[Coordinate annotation records]
=-=-=

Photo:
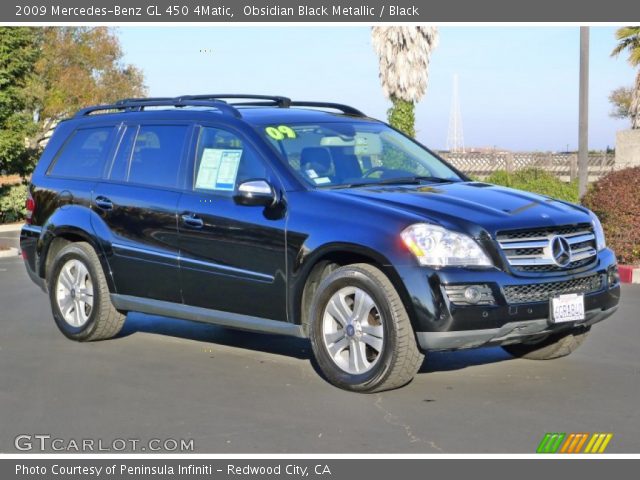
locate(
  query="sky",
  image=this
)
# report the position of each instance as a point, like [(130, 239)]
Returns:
[(518, 86)]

=-=-=

Rewrite the records above with "position" swapped for "location" and everything else kept the same. Leave out the pictures.

Photo:
locate(
  query="sky",
  image=this
)
# report the location of each instance as a point, like [(130, 239)]
Returns:
[(518, 86)]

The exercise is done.